> _PROVIDED DATA_:

========

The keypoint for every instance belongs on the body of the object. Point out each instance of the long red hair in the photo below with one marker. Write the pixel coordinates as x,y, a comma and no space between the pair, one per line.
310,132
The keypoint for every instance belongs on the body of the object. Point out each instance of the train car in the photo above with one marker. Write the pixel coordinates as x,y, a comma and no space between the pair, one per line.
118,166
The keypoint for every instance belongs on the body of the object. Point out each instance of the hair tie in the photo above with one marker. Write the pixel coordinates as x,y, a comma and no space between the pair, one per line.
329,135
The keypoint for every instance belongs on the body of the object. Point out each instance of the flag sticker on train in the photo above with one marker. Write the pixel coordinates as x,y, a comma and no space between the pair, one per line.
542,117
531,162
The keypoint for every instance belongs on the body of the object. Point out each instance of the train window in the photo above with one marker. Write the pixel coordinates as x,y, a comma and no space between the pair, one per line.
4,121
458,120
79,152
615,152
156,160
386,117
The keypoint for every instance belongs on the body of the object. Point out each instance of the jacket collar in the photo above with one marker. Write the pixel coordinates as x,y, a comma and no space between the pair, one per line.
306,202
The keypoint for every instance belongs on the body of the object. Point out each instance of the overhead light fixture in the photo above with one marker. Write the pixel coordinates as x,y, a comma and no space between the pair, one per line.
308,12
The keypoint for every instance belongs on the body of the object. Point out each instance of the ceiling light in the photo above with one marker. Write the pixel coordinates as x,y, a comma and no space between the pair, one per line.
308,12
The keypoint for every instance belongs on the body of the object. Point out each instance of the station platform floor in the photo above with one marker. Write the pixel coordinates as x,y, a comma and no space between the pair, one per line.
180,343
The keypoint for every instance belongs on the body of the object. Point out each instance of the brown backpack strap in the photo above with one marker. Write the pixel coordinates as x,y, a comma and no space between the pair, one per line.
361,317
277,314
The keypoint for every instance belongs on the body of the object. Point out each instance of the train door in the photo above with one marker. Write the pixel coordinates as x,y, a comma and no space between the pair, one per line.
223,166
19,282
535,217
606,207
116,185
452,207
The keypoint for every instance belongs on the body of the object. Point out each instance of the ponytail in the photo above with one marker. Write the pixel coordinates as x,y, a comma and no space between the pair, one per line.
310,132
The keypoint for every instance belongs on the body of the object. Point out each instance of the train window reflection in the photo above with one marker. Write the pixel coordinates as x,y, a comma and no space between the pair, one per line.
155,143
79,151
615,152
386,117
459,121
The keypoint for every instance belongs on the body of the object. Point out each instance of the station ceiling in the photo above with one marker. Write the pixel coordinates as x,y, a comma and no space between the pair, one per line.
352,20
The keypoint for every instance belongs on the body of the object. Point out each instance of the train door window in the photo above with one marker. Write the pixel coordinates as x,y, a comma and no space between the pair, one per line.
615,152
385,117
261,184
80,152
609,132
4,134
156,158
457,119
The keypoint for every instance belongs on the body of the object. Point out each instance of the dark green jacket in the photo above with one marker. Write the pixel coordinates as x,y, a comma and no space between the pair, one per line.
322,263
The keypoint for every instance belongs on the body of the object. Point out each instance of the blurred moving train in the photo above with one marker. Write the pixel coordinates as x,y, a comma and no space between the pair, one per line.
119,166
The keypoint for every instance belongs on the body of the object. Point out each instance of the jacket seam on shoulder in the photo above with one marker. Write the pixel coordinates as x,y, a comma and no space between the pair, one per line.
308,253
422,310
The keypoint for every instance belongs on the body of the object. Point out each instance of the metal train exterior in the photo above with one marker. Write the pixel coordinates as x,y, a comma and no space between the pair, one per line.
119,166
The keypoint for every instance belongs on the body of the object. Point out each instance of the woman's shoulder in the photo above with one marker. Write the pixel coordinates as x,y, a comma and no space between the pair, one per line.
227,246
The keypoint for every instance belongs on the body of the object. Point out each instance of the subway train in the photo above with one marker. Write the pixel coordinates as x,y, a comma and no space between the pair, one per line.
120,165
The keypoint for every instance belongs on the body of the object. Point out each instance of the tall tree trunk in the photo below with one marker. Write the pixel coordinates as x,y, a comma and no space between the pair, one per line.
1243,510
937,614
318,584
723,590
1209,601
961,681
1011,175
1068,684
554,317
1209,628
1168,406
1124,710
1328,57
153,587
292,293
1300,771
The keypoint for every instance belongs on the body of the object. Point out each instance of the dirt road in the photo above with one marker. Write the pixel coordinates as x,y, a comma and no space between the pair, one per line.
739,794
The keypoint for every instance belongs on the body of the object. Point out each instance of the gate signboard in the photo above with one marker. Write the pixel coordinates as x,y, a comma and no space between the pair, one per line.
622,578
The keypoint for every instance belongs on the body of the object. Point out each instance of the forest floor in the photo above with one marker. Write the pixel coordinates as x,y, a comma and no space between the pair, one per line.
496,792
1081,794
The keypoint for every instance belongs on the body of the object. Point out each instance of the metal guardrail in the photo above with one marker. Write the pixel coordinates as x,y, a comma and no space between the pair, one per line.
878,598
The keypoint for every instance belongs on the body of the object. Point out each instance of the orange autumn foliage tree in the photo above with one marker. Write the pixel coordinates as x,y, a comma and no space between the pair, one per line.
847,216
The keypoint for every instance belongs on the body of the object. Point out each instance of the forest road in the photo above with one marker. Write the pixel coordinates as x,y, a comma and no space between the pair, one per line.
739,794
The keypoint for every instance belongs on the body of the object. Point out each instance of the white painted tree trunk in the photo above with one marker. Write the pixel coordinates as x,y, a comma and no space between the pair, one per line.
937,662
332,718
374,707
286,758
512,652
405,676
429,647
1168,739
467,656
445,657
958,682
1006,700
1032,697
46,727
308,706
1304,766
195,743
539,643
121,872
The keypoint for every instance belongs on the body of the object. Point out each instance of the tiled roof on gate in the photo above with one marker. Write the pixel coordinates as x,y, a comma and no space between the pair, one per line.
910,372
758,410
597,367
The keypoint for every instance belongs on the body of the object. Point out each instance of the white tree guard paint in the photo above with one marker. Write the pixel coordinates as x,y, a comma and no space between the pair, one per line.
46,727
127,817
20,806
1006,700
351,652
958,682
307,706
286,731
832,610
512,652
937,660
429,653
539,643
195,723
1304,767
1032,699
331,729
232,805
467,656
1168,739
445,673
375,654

========

> _EXERCISE DIRECTIONS_: The entries are to be duplicated exactly, with nothing changed.

> _PROBLEM SOLUTION_:
The keypoint for every instance belongs on the body of the object. Point out each instance of the long red hair in the photo below with one marker. Write the pixel coordinates as x,y, a comma and no space between the pair, one per line.
310,132
The keypoint for every instance belongs on the body of the object. Point out each instance of the train car in the photo above with one marker. Write the pixel coordinates as x,y, a comma and no space between the pair, one per line.
118,166
The keypoint for every instance belongs on the body of the object. Point out each instance of the hair tie in the photo above with one marker. Write the pixel coordinates as x,y, a comma and no space between the pair, one per line.
329,135
The keypoint for every instance belongs on the body of the object. Point out each instance of the flag sticker on train in the photo above with one marker. Write the pixel coordinates as x,y, a comma and no space between the pair, one per line.
542,117
531,162
The keypoint for every instance belongs on the body of the object. Point out each instance of the train window in the photo above with one marker. Write the pixel coordinates as x,y, a comma and no space between the pair, one per line.
4,121
458,120
79,152
615,152
156,160
386,117
The keypoint for every instance belongs on the body of the object. Point out each instance of the jacket collar in the photo above with one marker. Write the pixel coordinates as x,y, a comma and no space between the pair, one per line.
306,202
The keypoint for every instance belongs on the body of the object. Point out each instance of the overhead light fixture in the photo above with one marker. Write the pixel coordinates as x,y, a comma and no space between the pair, one per line.
308,12
The keypoint for every instance belongs on the body of the object. Point out each instance of the ceiling light in the photo above with one marker. Write the pixel coordinates as x,y, a comma and no space between the pair, one per line.
308,12
The keypoint for every instance belongs on the body of the object. Point out each instance of the station platform floor in the photo above with one marker. Write the pixel coordinates as x,y, a comma and no space between the pair, one per line.
180,343
The keypoint for every instance belongs on the body of the object. Point out each instance of the brown backpack strap in the photo above with one marker. Write the pixel coordinates as x,y, a comma and no space between the pair, one per line.
361,317
277,314
The keypoint for every instance belongs on the body of the object. Point out each instance of the train door in the photo above with one marker. Write the pixel coordinates as x,y, a comma and no space between the pair, one per line.
223,166
19,282
535,217
606,207
116,185
452,207
The keypoint for every instance belongs on the body of the object. Point out each instance of the ponytail in the photo above with one marker. Write the pixel coordinates as x,y, a comma and no space between the pair, one per line.
310,132
The keypoint for every instance belongs on the body of the object. Point out each instance of the train window reflection in the photo above with one marker. Write the pixel coordinates as x,y, a comma and no space between the pair, one per line.
155,143
79,151
615,152
386,117
459,121
The keypoint for every instance belongs on the body of the object. Point out each instance of the station ceiling in the photo above with one marker. Write the pixel coordinates as x,y, a comma and no space between the pair, one per line.
352,20
The keypoint for every instance belongs on the body of the object. Point out each instance of the train door window in the photo above with one marker. Write the pixel coordinates as x,y, a comma and no space between the pair, one per line.
615,152
385,117
261,184
80,152
609,132
4,134
156,158
457,119
The keypoint for every instance belongs on the body of the object. Point out each instance of the dark green jacket in the photo above with one marker. Write the pixel coordinates as x,y, a comma and no space between the pair, one per line.
322,263
The keypoint for every instance belongs on the body of the object. Point out each instance of the blurred moving train in the photo above with one marker. Write the pixel coordinates as x,y, a comma and no space between the pair, one per line.
119,166
The keypoint for every instance belongs on the body of the object. Point out each instance of the jacket seam on shoulder in the photo above with one marker. Write the pixel coordinates as x,y, a comma and no space between the pair, one per line.
308,253
422,310
The keypoint for every instance belongs on the body of the object. Point out each instance of the metal train exterior in the photo above with one marker. Write the pixel coordinates as x,y, a comma and no space between the pair, one per line.
119,166
The keypoint for every instance belongs on the body of the object. Point out each instance of the woman's shoulder in the photo above with one marker. Write the pixel coordinates as x,y, a comma and no space between the pair, one per line.
227,246
The keypoint for every instance belongs on the body of the object. Point out each instance of the subway train in the photo above with one marker. Write the pixel coordinates as x,y, a comma and no space between the pair, one per line.
120,165
The keypoint for every instance belongs on the body of the object. Point out each instance of the tall tree trunk in the photo below with one marker. Write the pixel coordinates as x,y, a comma and no space between the pair, one per line.
1243,510
937,614
318,584
723,590
1209,601
961,681
1011,175
1068,684
554,317
1209,628
1168,406
1124,710
1328,57
153,587
292,293
1300,771
The keypoint for every instance belongs on the body of the object. Point out each instance of the dirt road in the photo above with one marker. Write the pixel coordinates as x,y, a comma and no space between the pair, one per line.
739,794
The keypoint for every instance belongs on the body of the object. Point out each instance of the gate signboard in the photo above with one marker. Write the pixel coordinates as x,y, a comma and no space between the pair, one per line.
622,578
The keypoint for every instance belongs on the body of the object. Point out each instance of the forest floor in the photo above with one marker. Write the pixel coordinates as x,y, a comma and no space between the pair, one per line.
496,792
1081,794
The keypoint for every instance belongs on the body of the object. Point out each instance of the metal guardrail in the photo above with one marker. Write the pixel coordinates as x,y, a comma and no space between the pair, one per line.
878,598
The keypoint for every instance belongs on the body of the object. Point out each instance of the orange autumn foliage tree in the photo above with one marker. Write the pixel coordinates as x,y, a comma and no space between the pair, one per line.
847,216
The keypoint for every instance belongs on the body of the object. Point out each instance of the forest road in the photo above with one marker. Write the pixel coordinates as x,y, a comma and no space between the pair, one per line.
739,794
The keypoint for every instance belongs on the body of the object. Point out each instance of the white painted tree trunk in the photo above with one marker. Write the pixel coordinates as x,y, a comma and no space between the pair, one per line.
937,662
332,718
374,707
286,758
512,652
405,676
429,647
1168,739
467,656
445,657
958,682
1006,700
1032,697
46,727
308,706
1304,766
195,743
539,643
121,872
The keypoint for every instance belongs on the body of the object. Point out each instance of the tiled roof on gate in the photo above with one marker. Write the pixel coordinates as x,y, a comma and no space between the pair, one per line.
910,372
758,410
597,367
The keypoint for every instance belongs on the body of the object. Point out each instance of the white tree guard paint in the photo above with one marker. Write the pixel coordinates as x,y, a comma and no space between the pair, one per line.
46,727
127,817
20,806
1006,700
351,652
958,682
307,706
286,731
832,610
512,652
937,660
429,653
539,643
195,723
1304,767
1032,699
331,729
232,805
467,656
1168,739
445,673
375,654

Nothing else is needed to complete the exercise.